**** Data for this exercise

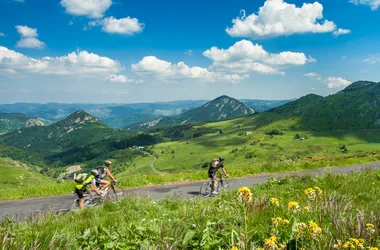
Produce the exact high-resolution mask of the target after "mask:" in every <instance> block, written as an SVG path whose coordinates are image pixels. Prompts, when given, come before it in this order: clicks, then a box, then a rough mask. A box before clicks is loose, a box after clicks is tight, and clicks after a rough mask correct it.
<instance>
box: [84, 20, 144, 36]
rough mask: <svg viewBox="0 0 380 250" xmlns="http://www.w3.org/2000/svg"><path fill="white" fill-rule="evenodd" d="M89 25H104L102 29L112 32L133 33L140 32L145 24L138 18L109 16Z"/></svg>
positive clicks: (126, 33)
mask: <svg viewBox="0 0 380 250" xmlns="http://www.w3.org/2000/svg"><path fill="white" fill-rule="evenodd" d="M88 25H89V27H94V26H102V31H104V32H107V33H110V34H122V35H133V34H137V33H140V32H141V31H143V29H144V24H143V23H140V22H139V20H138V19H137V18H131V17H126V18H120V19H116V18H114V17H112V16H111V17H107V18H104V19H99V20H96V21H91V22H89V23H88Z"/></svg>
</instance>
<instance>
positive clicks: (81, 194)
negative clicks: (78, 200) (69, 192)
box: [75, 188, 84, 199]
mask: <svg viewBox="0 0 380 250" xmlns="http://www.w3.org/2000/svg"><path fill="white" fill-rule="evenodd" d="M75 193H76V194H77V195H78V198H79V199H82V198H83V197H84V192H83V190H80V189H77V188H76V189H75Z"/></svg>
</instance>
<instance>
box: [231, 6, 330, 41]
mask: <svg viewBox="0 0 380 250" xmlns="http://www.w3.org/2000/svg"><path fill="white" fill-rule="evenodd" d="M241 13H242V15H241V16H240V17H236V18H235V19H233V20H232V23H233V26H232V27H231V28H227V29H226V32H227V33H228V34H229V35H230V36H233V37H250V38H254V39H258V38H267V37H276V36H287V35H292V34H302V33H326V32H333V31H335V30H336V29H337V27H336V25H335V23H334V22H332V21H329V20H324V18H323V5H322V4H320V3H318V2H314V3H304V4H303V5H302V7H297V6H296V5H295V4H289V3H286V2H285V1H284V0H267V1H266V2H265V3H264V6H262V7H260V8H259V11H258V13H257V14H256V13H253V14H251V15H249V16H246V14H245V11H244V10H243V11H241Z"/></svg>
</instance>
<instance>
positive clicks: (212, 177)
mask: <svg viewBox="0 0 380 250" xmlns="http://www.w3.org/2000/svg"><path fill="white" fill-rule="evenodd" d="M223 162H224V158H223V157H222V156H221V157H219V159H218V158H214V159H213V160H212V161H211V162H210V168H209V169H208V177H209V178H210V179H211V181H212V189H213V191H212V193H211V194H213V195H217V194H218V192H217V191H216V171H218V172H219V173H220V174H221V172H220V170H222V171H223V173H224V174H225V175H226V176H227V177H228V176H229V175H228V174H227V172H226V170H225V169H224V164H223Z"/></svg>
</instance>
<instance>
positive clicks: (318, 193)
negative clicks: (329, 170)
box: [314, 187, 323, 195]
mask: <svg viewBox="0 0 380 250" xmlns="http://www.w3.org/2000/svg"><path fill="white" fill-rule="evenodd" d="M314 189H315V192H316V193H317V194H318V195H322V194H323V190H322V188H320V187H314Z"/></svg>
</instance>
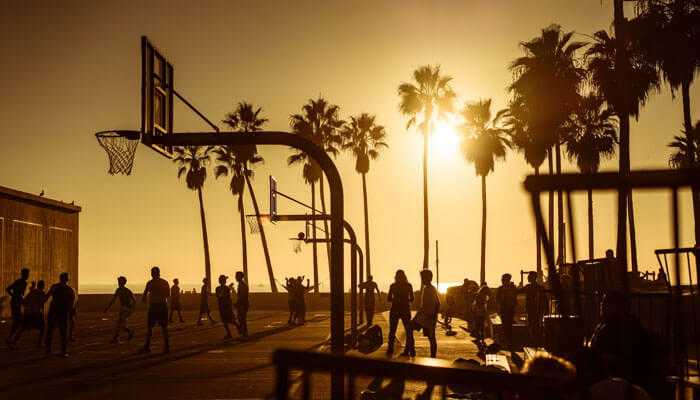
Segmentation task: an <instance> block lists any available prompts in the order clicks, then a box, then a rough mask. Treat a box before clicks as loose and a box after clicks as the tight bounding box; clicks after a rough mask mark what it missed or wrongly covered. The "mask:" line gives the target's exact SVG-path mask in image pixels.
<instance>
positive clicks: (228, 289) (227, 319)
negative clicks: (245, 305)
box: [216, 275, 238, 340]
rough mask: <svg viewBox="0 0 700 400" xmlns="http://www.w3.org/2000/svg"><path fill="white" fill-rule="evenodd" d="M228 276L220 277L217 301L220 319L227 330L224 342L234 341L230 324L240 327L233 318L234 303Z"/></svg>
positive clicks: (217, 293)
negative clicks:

********

#### What to do:
In the data above, each line holding "negative" is to be found and copied.

#### Exercise result:
negative clicks: (78, 200) (69, 192)
negative clicks: (329, 170)
negative clicks: (245, 305)
negative clicks:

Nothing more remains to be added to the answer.